_Exercise prompt_:
Reproduce every item below word for word, and leave the pictures out of your answer.

_Task input_:
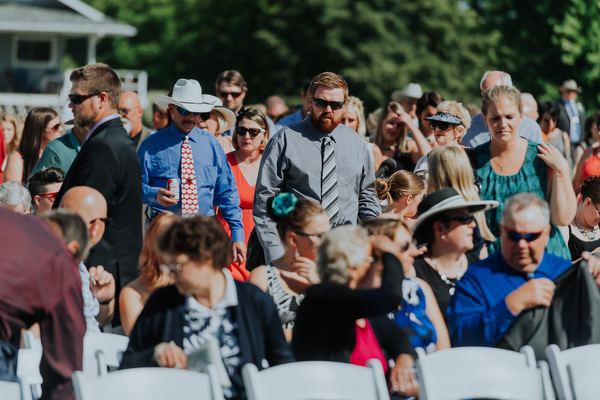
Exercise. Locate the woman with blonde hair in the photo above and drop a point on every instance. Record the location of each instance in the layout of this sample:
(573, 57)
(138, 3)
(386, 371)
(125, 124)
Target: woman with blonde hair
(391, 137)
(449, 166)
(135, 294)
(403, 192)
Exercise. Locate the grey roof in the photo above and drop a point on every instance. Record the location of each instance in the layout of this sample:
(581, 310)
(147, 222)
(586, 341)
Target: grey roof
(66, 17)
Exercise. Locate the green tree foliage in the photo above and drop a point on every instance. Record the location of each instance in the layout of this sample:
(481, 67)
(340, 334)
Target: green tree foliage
(377, 45)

_Task solution_:
Exercise. Locate the woman with blonde hair in the photo above and drop a point on every instance. Record the location of each instance in the layout of this sample:
(573, 57)
(138, 3)
(386, 371)
(125, 124)
Target: woman with blonde hair
(391, 137)
(449, 166)
(135, 294)
(403, 192)
Exercise. Locate the grey roof in the photo above and drop a point on every instance. Record the location of each instance in the layout of this sample:
(581, 310)
(147, 222)
(586, 341)
Target: grey roof
(66, 17)
Exercise. Locate the green tree foliage in the photo above and drop a point on every instance. Record the location of each instance in the layout of this sample:
(481, 67)
(340, 334)
Target: green tree foliage
(377, 45)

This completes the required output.